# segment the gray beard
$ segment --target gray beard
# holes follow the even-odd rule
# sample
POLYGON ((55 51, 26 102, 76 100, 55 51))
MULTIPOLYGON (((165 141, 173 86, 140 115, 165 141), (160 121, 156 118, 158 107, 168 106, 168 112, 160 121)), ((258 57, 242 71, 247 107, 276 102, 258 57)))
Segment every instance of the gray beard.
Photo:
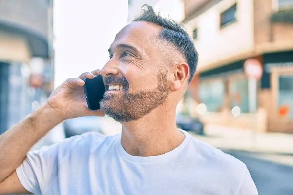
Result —
POLYGON ((101 109, 119 122, 142 118, 166 101, 169 93, 167 76, 166 71, 160 72, 158 85, 154 89, 129 94, 127 85, 122 95, 104 94, 100 102, 101 109))

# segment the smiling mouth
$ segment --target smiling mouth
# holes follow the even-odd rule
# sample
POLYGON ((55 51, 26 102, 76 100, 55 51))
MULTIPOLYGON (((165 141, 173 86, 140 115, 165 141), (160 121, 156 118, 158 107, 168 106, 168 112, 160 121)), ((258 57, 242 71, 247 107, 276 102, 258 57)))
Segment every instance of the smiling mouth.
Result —
POLYGON ((122 85, 107 85, 108 91, 119 91, 124 89, 124 86, 122 85))

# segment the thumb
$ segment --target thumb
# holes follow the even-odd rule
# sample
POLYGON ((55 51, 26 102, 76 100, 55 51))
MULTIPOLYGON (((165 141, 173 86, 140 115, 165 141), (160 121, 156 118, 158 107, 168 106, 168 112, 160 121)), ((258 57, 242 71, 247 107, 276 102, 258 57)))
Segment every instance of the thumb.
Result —
POLYGON ((80 78, 72 78, 67 79, 64 83, 69 87, 74 87, 77 86, 84 86, 85 82, 80 78))
POLYGON ((101 109, 97 110, 88 110, 88 114, 90 116, 95 116, 98 117, 104 117, 105 116, 105 114, 103 112, 101 109))

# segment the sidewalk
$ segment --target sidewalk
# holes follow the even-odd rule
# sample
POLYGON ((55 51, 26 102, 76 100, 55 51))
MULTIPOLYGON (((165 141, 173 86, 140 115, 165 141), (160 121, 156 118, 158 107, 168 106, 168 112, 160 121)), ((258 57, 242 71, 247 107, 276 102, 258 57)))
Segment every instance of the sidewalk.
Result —
POLYGON ((193 136, 217 148, 293 155, 293 135, 206 125, 204 136, 193 136))
POLYGON ((238 151, 259 159, 293 166, 293 135, 257 133, 251 130, 214 125, 205 127, 204 136, 197 138, 225 152, 238 151))

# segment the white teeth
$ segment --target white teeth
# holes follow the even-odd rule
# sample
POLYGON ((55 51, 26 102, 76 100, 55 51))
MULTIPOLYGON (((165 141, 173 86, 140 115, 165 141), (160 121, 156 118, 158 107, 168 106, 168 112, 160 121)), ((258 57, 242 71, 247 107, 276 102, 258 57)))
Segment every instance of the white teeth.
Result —
POLYGON ((109 90, 121 90, 123 89, 122 85, 110 85, 109 86, 109 90))

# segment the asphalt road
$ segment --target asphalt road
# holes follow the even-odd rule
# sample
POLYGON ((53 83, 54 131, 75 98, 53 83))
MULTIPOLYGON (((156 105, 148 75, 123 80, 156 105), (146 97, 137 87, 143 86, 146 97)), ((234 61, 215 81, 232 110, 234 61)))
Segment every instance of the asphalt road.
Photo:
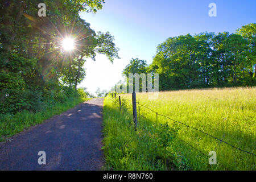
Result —
POLYGON ((0 143, 0 170, 100 170, 103 100, 80 104, 0 143), (38 163, 41 151, 46 164, 38 163))

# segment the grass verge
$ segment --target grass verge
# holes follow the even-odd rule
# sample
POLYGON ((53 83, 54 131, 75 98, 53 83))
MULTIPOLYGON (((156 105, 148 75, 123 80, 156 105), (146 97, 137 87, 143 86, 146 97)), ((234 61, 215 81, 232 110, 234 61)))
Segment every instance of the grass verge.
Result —
POLYGON ((13 115, 0 114, 0 142, 88 100, 81 97, 69 98, 63 102, 48 105, 44 110, 36 113, 24 110, 13 115))

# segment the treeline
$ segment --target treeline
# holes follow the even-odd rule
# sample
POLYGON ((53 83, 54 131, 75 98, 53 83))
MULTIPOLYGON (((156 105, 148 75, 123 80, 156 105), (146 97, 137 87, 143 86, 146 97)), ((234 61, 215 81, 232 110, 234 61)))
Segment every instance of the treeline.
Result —
POLYGON ((256 85, 256 24, 236 34, 203 32, 170 38, 153 62, 133 59, 123 73, 159 74, 159 90, 256 85))
POLYGON ((79 15, 96 13, 104 0, 46 0, 45 17, 38 14, 41 2, 0 2, 0 113, 35 112, 80 97, 77 86, 85 76, 86 59, 95 60, 97 53, 111 61, 118 57, 114 38, 96 32, 79 15), (67 36, 76 42, 72 51, 63 49, 67 36))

────────────────────

Reproduce the rows verbatim, from the first line through the line containing "POLYGON ((101 109, 119", inclusive. Omit the pictures.

# segment the gray beard
$ segment --target gray beard
# holes follow the even-odd rule
# sample
POLYGON ((55 51, 26 102, 76 100, 55 51))
MULTIPOLYGON (((165 141, 173 86, 140 115, 165 141), (160 121, 156 118, 158 107, 168 106, 168 112, 160 121)), ((258 57, 242 71, 247 107, 276 102, 258 57)))
Segment every instance of the gray beard.
Photo:
Result —
POLYGON ((101 109, 119 122, 142 118, 166 101, 169 93, 167 76, 166 71, 160 72, 158 85, 154 89, 129 94, 127 85, 122 95, 104 94, 100 102, 101 109))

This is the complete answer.